• [DOCUMENT PASSAGE]:
Some of you may not understand that having Medicare does not necessarily mean that you have no financial responsibility for your health care services. Indeed, it is a complicated program, and I am learning right along with you! I would like to share a few basic facts with you, and explain some aspects that are a little more complex, as I have come to understand them.
- If your sole health insurance coverage is Medicare, then you are responsible for 20% of the Medicare Allowable amount for each visit. This is your co-pay. In addition to the contractual provider write-off, Medicare demands an additional reduction of 21% in its allowable rates for mental health services, which they call a “psychiatric reduction,” and which defaults to patient responsibility. (I agree, this seems like an arbitrary and discriminatory fee for being a mental health patient, and I would encourage you to voice your concerns about this to your elected officials, as well as to Medicare. However, for now, that’s the way it is).
- Beginning in January 2013, Medicare is imposing a deductible of $147. Each Medicare recipient must meet this deductible, out-of-pocket, before Medicare pays your claims.
- If you have secondary or supplemental coverage (which I highly encourage and have recommended to many of you), it may cover all or part of the patient responsibility of the Medicare Allowable rates. Medicare kindly bills your secondary insurance automatically after they process a claim, and the secondary insurers are generally obligated to cover any service that Medicare covers. In most cases, this process operates smoothly.

• [RECORDS]:
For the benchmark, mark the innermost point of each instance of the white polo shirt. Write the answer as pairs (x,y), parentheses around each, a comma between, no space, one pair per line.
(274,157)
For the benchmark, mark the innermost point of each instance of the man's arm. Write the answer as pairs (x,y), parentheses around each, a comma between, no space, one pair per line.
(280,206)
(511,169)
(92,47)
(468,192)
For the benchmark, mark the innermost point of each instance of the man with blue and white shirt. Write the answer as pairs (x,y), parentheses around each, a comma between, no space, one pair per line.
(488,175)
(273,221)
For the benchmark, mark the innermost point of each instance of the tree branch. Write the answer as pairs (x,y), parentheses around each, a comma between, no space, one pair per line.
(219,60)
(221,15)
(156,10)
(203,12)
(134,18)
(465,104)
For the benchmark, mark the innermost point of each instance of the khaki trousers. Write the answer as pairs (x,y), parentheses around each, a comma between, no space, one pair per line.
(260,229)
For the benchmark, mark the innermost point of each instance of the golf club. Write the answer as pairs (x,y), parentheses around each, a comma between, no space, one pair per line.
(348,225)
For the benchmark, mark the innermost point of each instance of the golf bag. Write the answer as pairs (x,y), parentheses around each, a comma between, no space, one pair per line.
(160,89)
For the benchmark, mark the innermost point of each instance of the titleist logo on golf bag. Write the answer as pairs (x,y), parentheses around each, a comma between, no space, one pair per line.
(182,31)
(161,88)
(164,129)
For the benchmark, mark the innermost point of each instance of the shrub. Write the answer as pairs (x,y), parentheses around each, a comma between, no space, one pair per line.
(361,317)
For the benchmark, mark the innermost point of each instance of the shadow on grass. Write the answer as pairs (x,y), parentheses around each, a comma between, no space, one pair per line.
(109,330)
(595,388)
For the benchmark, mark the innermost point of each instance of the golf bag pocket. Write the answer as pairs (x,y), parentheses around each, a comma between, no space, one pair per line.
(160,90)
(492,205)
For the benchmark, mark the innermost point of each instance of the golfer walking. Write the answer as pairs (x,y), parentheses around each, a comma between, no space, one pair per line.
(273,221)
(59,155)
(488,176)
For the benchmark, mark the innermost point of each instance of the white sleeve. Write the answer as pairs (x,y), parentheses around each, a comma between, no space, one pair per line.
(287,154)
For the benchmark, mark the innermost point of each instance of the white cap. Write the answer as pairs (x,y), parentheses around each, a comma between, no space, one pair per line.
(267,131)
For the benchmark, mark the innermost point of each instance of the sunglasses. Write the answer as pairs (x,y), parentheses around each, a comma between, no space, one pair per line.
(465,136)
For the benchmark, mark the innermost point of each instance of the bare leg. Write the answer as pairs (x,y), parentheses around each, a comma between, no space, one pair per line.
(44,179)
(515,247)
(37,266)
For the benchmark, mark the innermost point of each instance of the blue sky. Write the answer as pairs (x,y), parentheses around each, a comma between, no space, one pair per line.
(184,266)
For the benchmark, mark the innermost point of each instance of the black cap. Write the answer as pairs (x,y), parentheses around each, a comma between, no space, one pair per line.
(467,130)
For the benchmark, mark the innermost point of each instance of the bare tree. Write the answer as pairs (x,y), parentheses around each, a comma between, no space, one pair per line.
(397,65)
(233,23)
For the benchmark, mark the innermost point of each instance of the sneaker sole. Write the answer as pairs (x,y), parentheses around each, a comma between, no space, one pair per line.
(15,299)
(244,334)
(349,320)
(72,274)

• [AIM OF THE EXERCISE]: Copy out the stretch of the Medicare passage from "- If your sole" through "pays your claims.", word for word.

• [ANSWER TO THE PROBLEM]:
- If your sole health insurance coverage is Medicare, then you are responsible for 20% of the Medicare Allowable amount for each visit. This is your co-pay. In addition to the contractual provider write-off, Medicare demands an additional reduction of 21% in its allowable rates for mental health services, which they call a “psychiatric reduction,” and which defaults to patient responsibility. (I agree, this seems like an arbitrary and discriminatory fee for being a mental health patient, and I would encourage you to voice your concerns about this to your elected officials, as well as to Medicare. However, for now, that’s the way it is).
- Beginning in January 2013, Medicare is imposing a deductible of $147. Each Medicare recipient must meet this deductible, out-of-pocket, before Medicare pays your claims.